Home decor tips: 16 things to know before you start
Transforming a house into a home requires thoughtful planning and strategic choices, as revealed by experts in home design and decoration. This comprehensive guide provides sixteen essential considerations that create both functional and beautiful living spaces. From lighting placement to furniture arrangement, these professional insights will help achieve intentional design that reflects personal style while avoiding common decorating pitfalls.
LOCAL NEWS: 10 things you may not know are manufactured in Arizona
INDUSTRY INSIGHTS: Want more news like this? Get our free newsletter here
- Test Paint Samples in Actual Rooms
- Decorate Intentionally as Life Unfolds
- Incorporate Natural Elements for Welcoming Atmosphere
- Trust Bold Colors to Tell Your Story
- Consider Scale and Proportion Before Purchasing
- Prioritize Function and Flow Over Color
- Plan Your Lighting First for Better Spaces
- Live in Spaces Before Making Design Decisions
- Embrace Patience Over Decorating Perfection
- Develop an Overall Vision Before Starting
- Create Negative Space Around Statement Pieces
- Simplify Your Space for Better Energy
- See How Light Transforms Colors Daily
- Verify Wall Paint Before Arranging Furniture
- Map Room Layout Before Buying Furniture
- Let Your Home Grow With You
Test Paint Samples in Actual Rooms
I wish I’d understood the power of paint testing in actual rooms before diving into my first major project. Early in my career, I selected what looked like a perfect warm white for a Nashville farmhouse based on tiny samples at the paint store. Once we got it on the walls, the north-facing light turned it into a cold, institutional gray that completely killed the cozy atmosphere we were building. We ended up repainting the entire main floor — added two weeks and several thousand dollars to fix what should have been right the first time.

····················

**Task brief:**
Update the home decor tips text starting with "Home decor tips: 16" and going on through "common decorating pitfalls.", changing "guide" to "overview".

Records from a dataset

····················

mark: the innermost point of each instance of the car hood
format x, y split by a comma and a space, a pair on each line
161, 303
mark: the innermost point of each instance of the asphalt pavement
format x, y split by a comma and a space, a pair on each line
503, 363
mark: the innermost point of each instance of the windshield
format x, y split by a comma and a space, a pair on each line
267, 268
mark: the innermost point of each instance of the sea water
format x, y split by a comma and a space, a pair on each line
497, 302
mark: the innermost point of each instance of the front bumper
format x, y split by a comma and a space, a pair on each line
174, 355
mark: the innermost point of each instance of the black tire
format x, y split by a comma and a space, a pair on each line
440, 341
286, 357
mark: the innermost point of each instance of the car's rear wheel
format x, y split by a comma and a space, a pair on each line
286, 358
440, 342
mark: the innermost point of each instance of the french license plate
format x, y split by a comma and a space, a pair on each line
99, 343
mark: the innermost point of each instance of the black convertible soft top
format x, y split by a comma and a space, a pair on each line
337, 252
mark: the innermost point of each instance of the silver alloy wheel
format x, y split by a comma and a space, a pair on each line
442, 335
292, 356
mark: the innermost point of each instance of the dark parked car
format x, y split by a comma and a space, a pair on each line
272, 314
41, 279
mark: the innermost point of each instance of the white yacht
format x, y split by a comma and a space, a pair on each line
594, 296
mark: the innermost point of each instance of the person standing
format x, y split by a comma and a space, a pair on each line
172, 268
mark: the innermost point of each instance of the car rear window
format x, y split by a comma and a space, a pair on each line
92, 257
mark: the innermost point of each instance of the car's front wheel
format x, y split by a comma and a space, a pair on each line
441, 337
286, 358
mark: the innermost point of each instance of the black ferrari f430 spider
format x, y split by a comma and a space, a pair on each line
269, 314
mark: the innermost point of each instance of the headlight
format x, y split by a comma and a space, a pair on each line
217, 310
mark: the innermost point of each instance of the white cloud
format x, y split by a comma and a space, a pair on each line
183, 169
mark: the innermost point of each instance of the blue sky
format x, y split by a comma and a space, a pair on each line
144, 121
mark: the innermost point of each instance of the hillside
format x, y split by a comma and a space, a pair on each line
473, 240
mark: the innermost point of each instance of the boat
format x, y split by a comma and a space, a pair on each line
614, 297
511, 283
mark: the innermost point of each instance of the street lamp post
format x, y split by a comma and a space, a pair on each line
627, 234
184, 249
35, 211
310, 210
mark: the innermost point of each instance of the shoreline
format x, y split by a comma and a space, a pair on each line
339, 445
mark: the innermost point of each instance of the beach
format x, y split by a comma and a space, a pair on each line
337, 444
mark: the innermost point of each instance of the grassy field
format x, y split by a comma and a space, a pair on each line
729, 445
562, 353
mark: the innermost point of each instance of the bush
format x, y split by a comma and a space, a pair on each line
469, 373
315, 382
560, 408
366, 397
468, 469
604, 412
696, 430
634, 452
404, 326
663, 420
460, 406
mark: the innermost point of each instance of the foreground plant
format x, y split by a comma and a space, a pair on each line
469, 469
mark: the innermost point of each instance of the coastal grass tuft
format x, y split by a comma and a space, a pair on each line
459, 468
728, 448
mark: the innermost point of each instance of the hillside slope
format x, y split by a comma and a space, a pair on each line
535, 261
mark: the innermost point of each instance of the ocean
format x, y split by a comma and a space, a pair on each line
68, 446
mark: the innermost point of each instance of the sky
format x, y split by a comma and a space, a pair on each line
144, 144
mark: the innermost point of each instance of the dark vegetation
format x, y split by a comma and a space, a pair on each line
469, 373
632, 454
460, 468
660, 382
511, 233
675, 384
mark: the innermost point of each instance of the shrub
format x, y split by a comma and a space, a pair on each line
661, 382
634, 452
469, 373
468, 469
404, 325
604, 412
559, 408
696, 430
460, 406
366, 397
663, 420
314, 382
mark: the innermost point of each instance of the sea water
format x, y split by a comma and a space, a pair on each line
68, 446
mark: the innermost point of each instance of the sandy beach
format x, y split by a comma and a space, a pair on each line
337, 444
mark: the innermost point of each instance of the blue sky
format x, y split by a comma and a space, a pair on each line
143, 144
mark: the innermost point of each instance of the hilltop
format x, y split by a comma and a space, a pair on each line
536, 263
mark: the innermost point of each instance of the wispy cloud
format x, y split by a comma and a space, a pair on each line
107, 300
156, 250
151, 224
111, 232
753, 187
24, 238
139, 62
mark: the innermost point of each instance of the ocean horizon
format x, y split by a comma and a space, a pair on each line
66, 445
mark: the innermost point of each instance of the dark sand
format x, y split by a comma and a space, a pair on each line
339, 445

····················

**Exercise output:**
Home decor tips: 16 things to know before you start
Transforming a house into a home requires thoughtful planning and strategic choices, as revealed by experts in home design and decoration. This comprehensive overview provides sixteen essential considerations that create both functional and beautiful living spaces. From lighting placement to furniture arrangement, these professional insights will help achieve intentional design that reflects personal style while avoiding common decorating pitfalls.